== YOUR OBJECTIVE ==
Starting at the top of the entries below, print each line exactly until the line with "Question 9: Identify the mantis eye" has been printed too.

Saved entries:
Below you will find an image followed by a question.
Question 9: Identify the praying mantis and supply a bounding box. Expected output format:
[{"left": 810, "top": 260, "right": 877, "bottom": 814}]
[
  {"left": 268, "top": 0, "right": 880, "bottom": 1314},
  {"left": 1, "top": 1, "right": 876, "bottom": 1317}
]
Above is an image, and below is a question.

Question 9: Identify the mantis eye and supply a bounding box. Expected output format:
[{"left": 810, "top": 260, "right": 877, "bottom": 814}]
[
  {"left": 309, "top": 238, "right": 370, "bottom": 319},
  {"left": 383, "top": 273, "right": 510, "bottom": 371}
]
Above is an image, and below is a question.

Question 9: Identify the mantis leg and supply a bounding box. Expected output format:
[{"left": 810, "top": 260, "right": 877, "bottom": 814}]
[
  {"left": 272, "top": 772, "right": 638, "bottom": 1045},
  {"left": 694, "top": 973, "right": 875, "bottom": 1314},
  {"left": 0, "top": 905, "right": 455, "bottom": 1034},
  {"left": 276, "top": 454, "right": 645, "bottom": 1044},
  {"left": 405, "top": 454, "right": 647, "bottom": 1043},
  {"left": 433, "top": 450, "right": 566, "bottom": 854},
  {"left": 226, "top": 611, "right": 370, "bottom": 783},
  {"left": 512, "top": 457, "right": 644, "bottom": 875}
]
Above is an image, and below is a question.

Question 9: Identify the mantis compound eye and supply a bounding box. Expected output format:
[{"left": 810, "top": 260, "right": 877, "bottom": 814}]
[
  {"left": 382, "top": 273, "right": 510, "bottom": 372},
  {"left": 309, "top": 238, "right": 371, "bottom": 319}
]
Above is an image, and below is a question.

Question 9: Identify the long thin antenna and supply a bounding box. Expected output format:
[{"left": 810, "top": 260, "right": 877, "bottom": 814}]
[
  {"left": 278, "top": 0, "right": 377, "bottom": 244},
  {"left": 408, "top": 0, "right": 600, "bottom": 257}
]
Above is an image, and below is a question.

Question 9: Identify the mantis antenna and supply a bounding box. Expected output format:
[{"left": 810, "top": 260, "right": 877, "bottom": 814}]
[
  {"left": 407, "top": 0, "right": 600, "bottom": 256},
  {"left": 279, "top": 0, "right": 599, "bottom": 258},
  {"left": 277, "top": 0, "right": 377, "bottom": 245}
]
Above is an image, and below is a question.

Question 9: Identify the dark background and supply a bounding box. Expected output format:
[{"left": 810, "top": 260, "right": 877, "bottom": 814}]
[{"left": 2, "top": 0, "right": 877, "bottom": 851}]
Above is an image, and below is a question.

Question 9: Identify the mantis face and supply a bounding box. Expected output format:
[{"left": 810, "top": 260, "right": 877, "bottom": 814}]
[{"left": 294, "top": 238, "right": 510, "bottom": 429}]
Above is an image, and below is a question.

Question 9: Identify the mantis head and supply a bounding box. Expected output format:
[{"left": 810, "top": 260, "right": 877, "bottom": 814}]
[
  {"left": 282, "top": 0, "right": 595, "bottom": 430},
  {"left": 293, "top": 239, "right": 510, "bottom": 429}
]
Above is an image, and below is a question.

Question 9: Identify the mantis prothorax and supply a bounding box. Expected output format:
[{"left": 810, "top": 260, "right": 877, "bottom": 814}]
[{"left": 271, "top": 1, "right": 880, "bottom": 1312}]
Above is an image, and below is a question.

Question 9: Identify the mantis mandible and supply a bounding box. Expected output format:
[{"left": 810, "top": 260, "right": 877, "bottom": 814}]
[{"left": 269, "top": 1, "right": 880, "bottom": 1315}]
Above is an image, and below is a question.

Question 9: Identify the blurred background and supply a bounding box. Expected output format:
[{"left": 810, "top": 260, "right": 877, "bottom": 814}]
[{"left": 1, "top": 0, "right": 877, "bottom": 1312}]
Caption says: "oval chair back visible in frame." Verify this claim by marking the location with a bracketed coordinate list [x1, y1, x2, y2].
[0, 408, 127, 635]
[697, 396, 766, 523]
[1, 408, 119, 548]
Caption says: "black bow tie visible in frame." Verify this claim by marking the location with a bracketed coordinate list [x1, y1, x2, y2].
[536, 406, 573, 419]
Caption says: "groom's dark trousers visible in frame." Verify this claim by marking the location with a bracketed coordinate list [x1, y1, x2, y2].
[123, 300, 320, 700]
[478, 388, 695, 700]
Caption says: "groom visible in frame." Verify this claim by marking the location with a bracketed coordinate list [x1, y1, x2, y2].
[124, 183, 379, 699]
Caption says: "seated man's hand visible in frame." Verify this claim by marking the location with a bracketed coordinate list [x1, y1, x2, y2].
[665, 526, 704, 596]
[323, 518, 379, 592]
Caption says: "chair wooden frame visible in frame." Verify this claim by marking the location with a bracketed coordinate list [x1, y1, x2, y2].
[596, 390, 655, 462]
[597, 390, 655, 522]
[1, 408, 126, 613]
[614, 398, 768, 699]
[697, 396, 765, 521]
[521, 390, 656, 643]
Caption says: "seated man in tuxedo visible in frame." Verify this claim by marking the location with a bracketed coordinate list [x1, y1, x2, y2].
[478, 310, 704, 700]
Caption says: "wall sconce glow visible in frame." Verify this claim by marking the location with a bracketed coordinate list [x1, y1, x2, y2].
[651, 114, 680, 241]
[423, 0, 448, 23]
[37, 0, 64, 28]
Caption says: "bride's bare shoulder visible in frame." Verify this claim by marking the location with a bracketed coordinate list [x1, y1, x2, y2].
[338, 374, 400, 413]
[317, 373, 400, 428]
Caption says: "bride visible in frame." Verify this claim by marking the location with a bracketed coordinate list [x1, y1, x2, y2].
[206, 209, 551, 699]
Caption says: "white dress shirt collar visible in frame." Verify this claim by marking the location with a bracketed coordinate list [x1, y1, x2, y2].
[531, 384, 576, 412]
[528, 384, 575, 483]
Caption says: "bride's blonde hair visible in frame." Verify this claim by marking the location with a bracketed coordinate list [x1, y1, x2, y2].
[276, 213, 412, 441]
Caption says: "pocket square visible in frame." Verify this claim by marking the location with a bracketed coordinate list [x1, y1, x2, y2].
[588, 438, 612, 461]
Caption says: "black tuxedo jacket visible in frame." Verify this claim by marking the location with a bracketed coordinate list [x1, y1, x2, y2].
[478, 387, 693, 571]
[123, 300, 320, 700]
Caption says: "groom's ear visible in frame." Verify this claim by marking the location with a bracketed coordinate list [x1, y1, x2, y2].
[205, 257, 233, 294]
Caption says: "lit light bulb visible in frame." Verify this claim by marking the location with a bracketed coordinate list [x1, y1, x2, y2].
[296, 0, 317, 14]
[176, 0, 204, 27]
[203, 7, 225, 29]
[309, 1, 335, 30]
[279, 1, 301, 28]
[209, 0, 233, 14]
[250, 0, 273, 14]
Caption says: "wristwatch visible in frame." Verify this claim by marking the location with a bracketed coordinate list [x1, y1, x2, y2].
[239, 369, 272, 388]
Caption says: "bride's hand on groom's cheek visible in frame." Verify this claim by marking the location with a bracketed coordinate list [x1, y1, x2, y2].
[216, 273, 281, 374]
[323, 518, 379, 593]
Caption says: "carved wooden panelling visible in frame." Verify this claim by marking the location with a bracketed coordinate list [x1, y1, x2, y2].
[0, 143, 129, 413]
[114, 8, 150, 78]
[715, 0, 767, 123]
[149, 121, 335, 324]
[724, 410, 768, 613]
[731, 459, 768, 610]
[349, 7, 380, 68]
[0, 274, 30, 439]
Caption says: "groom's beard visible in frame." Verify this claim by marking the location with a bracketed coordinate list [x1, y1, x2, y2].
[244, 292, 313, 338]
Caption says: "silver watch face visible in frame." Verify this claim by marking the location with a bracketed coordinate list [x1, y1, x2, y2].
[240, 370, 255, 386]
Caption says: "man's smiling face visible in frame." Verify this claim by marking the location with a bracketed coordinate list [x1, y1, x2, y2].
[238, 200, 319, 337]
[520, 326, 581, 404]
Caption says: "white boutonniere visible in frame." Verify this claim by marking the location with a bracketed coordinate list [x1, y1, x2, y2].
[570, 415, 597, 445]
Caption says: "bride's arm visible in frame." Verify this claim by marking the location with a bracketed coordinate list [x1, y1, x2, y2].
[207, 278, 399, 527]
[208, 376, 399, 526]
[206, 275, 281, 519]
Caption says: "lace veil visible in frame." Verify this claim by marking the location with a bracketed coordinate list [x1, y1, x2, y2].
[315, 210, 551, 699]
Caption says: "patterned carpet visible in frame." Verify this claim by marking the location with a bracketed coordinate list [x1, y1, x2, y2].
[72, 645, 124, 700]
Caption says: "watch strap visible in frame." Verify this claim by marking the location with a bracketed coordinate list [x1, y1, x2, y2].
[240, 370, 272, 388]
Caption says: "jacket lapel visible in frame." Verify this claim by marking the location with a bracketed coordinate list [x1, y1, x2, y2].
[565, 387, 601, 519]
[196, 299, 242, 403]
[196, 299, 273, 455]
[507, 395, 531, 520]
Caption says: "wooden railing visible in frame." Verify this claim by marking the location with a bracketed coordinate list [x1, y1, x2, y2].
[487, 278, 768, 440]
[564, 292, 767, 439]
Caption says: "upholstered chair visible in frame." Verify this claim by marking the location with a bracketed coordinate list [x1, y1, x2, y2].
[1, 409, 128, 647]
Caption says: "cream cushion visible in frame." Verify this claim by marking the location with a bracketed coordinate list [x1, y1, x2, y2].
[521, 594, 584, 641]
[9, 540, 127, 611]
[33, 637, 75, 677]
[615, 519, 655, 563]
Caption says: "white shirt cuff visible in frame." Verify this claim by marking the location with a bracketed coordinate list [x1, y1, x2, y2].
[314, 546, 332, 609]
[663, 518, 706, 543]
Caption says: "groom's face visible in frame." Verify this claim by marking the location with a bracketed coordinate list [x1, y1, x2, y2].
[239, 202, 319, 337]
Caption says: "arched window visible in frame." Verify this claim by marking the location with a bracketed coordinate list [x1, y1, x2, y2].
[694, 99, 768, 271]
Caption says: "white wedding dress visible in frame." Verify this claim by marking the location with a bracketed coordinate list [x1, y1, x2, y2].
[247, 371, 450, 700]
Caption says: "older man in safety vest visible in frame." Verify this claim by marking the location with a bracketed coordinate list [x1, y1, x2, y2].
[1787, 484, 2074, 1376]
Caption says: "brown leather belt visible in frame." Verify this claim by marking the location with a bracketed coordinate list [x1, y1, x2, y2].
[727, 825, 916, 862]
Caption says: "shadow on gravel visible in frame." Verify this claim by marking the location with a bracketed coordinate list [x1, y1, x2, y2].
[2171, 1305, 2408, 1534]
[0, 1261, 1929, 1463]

== SOLUTION TO THE PROBLEM ==
Below you will find an image followed by a question.
Question 9: Identify the praying mantis and supply a bounding box. Expected output format:
[{"left": 810, "top": 260, "right": 877, "bottom": 814}]
[
  {"left": 268, "top": 0, "right": 880, "bottom": 1314},
  {"left": 1, "top": 1, "right": 876, "bottom": 1317}
]
Above is an image, and below is a question.

Question 9: Identify the mantis eye and supply a bounding box. Expected output format:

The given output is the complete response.